__Excerpt to read__:
----------

Varga was a Hungarian political economist; he lived in the Soviet Union and was a member of the CPSU. For a long time he belonged to the outer circles of the Soviet Party leadership. He drew up the frequent economic analyses that Stalin used as a basis for his reports to the Party Congresses and for other documents.
Varga died in 1964 in Moscow. Shortly before his death he wrote down notes which, among other things dealt with the class relations in the Soviet Union. He did not write these notes to give them to anybody, but in the hope that they would be found later and published. They were published for the first time in the book by Gerhard Duda, Eugene Varga and the History of the Institute for World Economics and Politics in Moscow, 1921-1970. A later printing followed in the journal Streitbarer Materialismus [Militant Materialism] no. 19. The following quotes of Varga are taken from the latter publication.
We are concerned with this text of Varga not because we are in agreement with his political assessments. Quite the contrary. These political assessments are in our opinion partially very confused. In the conflict between the Khrushchevite Soviet leadership and the Chinese leadership around Mao Tsetung, Varga supported the Chinese position. That was done by almost all Marxist-Leninists in the whole world at that time, based on a mistaken assessment of the class character and the goals of the Chinese leadership. However Varga's reasons are partially abstruse and un-Marxist. Thus he makes the reproach that there was a lack of internationalism, that the Soviet Union supported China diplomatically, but "never militarily... on the question of Taiwan, on the question of the admission of China to the U.N.O. and the Security Council" (Varga, The Conflict between the Soviet Union and China, in German, p. 134). Should the Soviet Union have gone to war over this matter? At the same time Varga deplores "that since Stalin took power there has been a constant and successive decline of proletarian internationalism in the Soviet Union" (ibid). In general, it was Stalin's fault, according to Varga, that the negative changes that he deplores took place in the Soviet Union (ibid, p. 162).
This negative personality cult of Varga, according to which one man alone could be "at fault" for the fundamental development of a huge country, is only one example of the fact that Varga had lost his orientation. Of course, one cannot make this a personal reproach against him. The development of the communist movement at that time was so complicated and contradictory that anybody could easily lose his orientation, especially when he was personally quite isolated, as was the case with Varga at the time.

----------

__Problem to work on__:
Return, word for word, the stretch of the passage about Eugene Varga from "Varga died in" through "the latter publication.". The lines that come next have no connection to the passage about Eugene Varga.

Point-based annotation data
----------

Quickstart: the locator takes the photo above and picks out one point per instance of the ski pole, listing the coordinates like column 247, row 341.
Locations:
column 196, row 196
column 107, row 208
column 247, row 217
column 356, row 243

----------

__Reply__:
Varga died in 1964 in Moscow. Shortly before his death he wrote down notes which, among other things dealt with the class relations in the Soviet Union. He did not write these notes to give them to anybody, but in the hope that they would be found later and published. They were published for the first time in the book by Gerhard Duda, Eugene Varga and the History of the Institute for World Economics and Politics in Moscow, 1921-1970. A later printing followed in the journal Streitbarer Materialismus [Militant Materialism] no. 19. The following quotes of Varga are taken from the latter publication.